■ **WHAT YOU WILL DO**: Would it be possible to copy exactly the lines from the one containing "of the light" to the end of the entries, including both and nothing else?

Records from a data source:
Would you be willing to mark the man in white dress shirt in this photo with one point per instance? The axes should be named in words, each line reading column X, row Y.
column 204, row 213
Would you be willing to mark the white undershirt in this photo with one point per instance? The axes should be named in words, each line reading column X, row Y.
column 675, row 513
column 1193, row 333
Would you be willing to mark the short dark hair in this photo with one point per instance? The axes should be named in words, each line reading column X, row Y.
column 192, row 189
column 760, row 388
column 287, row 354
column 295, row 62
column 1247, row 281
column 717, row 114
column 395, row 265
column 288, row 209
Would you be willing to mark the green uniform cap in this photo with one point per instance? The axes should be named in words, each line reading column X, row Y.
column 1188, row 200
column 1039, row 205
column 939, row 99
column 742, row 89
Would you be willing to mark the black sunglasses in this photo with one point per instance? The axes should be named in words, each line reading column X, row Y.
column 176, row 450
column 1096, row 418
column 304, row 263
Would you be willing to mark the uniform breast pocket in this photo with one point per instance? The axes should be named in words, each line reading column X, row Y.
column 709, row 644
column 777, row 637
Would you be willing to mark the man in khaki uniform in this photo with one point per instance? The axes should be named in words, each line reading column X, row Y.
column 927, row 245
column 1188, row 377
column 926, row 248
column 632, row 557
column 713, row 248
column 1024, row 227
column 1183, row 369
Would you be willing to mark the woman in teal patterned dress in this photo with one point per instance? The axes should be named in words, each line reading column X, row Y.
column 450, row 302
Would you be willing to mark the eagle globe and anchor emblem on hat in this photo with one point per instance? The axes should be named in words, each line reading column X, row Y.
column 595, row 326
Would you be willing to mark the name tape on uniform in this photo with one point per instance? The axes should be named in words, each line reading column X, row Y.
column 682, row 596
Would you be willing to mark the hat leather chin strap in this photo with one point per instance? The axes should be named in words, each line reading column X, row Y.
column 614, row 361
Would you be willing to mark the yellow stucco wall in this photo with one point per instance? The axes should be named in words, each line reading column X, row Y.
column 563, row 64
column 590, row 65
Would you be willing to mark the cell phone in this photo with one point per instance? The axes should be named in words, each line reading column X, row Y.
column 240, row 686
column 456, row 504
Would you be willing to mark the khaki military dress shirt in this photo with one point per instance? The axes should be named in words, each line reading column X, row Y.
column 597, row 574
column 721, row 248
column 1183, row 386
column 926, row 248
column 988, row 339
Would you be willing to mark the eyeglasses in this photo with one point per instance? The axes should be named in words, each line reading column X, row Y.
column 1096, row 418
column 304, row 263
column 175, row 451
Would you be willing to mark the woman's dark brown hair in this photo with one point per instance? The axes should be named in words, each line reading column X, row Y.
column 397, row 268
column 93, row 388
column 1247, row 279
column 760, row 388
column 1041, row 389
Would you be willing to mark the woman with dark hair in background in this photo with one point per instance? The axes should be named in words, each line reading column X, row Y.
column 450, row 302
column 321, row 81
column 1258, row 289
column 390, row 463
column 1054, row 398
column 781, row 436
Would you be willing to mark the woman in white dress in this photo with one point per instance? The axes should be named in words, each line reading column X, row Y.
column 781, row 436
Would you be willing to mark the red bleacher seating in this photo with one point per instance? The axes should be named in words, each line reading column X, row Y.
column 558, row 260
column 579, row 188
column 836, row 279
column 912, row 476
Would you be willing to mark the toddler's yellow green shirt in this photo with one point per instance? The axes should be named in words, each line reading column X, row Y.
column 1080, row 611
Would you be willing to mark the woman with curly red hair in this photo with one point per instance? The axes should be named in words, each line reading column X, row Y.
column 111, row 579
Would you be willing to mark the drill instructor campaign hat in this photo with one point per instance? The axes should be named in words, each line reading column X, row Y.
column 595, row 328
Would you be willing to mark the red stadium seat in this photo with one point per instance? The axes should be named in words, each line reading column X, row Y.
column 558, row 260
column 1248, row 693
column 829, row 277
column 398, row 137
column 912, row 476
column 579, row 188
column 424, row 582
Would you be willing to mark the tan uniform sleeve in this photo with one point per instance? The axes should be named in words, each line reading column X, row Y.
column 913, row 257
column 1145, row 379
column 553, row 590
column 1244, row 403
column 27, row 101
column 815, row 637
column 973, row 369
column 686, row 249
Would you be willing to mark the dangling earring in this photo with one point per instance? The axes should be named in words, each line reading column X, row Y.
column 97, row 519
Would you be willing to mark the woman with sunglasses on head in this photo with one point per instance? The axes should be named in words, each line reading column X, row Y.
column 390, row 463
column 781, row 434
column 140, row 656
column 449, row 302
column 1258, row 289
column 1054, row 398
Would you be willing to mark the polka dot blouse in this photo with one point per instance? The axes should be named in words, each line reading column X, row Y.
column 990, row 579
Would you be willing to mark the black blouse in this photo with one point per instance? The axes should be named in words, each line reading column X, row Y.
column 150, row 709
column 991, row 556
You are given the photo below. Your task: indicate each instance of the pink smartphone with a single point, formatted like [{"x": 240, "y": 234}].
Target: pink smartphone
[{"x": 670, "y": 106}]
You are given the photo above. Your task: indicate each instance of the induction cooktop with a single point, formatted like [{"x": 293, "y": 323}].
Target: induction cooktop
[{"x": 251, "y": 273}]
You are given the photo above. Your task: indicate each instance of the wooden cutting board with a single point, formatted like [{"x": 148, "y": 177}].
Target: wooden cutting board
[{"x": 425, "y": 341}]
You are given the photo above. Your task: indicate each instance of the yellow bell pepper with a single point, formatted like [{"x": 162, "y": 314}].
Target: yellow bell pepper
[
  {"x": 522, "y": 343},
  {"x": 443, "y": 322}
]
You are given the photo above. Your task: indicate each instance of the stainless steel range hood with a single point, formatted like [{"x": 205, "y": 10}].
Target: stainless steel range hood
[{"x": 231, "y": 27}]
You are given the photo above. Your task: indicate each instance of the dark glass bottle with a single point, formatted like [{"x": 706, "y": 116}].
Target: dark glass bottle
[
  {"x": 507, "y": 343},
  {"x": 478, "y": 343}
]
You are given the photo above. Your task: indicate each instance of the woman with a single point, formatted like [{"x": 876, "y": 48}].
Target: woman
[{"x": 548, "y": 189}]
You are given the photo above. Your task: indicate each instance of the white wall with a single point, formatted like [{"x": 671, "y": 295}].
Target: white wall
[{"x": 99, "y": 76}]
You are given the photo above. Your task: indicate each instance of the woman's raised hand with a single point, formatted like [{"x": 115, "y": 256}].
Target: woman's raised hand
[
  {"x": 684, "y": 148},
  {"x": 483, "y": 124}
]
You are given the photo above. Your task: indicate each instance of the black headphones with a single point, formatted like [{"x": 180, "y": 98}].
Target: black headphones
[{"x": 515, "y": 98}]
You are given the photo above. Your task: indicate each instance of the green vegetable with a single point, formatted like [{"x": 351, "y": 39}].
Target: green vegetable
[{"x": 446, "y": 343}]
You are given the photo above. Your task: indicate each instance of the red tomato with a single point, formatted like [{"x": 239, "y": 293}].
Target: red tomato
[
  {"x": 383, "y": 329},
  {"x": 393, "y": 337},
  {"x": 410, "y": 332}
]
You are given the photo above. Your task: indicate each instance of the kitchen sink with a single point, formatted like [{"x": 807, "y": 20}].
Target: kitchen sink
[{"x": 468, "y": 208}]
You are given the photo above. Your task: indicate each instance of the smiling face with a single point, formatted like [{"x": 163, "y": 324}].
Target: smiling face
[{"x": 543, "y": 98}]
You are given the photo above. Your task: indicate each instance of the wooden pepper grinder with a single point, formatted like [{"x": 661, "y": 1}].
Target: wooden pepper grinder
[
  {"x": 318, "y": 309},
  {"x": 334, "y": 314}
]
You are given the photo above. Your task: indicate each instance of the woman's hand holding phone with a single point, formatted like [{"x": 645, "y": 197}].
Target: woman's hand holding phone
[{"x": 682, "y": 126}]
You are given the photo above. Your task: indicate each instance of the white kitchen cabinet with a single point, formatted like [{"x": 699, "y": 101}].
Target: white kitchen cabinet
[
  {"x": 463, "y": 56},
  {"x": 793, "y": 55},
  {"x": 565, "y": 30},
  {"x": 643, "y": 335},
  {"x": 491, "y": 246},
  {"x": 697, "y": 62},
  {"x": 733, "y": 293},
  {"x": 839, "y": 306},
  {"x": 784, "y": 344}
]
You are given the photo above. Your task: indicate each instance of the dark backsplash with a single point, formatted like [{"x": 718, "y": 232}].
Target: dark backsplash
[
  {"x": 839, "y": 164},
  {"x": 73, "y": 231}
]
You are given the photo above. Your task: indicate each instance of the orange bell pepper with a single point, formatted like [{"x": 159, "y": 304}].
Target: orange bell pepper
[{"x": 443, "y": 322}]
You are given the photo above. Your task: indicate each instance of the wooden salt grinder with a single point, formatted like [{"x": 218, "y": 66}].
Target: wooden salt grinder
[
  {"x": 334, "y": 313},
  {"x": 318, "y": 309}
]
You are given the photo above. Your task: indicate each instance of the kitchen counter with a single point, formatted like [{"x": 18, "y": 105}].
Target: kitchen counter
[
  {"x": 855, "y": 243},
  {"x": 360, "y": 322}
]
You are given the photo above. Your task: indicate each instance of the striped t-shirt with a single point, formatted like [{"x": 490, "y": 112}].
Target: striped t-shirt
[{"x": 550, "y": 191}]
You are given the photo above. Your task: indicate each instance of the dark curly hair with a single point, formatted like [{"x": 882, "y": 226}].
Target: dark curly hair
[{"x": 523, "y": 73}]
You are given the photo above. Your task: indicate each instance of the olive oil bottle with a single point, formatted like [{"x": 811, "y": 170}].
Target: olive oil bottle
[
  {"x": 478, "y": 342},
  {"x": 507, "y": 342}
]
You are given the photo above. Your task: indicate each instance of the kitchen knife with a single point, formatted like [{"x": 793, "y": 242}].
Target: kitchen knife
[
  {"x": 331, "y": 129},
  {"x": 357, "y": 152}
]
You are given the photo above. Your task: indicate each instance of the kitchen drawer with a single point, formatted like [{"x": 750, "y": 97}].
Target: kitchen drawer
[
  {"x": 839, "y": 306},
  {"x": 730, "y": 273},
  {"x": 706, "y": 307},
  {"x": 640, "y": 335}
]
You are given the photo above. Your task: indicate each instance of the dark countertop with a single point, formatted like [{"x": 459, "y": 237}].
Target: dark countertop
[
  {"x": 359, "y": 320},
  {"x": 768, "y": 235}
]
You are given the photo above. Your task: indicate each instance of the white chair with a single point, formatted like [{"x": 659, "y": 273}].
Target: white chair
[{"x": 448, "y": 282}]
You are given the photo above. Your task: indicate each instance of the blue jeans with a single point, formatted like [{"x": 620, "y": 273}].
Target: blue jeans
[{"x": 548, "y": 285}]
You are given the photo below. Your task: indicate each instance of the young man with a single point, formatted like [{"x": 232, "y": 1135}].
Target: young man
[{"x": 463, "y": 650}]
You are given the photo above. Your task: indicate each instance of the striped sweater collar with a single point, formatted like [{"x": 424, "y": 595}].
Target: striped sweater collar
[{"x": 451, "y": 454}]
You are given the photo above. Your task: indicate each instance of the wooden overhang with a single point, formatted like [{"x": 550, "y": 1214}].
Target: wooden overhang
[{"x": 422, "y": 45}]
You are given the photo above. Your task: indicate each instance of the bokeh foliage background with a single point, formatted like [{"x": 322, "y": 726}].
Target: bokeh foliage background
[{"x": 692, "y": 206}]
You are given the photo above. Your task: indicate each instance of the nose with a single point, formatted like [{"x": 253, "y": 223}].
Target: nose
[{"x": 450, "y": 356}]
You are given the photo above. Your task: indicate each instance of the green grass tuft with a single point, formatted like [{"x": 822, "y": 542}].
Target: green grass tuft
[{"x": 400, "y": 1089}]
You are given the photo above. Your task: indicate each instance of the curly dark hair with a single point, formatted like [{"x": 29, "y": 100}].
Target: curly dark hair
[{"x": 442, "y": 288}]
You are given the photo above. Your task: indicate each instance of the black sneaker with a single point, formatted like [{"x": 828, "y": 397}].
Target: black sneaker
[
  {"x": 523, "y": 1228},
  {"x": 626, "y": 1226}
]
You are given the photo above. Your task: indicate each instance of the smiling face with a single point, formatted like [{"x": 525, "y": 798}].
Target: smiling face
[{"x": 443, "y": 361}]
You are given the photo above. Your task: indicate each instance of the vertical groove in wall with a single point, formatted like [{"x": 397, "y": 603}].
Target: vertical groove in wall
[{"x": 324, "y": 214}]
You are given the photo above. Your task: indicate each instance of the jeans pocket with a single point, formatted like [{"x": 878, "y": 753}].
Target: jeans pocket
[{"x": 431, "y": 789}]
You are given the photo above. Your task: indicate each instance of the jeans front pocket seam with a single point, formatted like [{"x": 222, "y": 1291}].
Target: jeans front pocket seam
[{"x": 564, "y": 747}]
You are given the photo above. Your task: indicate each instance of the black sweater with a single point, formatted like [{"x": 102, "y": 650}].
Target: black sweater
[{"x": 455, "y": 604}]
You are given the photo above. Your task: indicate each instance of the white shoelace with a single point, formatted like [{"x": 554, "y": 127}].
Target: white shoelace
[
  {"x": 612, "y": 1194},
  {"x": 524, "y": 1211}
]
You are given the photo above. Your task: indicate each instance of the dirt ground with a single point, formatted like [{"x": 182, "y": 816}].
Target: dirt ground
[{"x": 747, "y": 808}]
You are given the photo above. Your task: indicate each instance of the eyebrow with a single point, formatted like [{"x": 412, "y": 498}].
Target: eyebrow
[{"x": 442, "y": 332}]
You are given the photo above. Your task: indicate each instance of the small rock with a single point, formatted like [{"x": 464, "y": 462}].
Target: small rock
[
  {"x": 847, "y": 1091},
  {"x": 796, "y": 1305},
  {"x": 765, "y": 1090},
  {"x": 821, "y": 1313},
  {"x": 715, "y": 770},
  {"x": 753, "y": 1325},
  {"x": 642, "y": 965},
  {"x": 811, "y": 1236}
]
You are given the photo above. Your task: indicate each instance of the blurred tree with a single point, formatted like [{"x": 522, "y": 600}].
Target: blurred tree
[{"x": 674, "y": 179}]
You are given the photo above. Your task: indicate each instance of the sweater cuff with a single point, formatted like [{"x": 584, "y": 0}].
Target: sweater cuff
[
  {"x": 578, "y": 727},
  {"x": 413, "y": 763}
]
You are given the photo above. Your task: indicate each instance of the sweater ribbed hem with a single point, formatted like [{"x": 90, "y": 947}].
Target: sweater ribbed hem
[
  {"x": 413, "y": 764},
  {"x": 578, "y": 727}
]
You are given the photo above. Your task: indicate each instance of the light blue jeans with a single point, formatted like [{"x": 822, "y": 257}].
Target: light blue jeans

■ **THE COMPLETED TASK**:
You are given the photo above. Your task: indicate each instance of the light blue jeans with a single point, formatted like [{"x": 822, "y": 257}].
Target: light blue jeans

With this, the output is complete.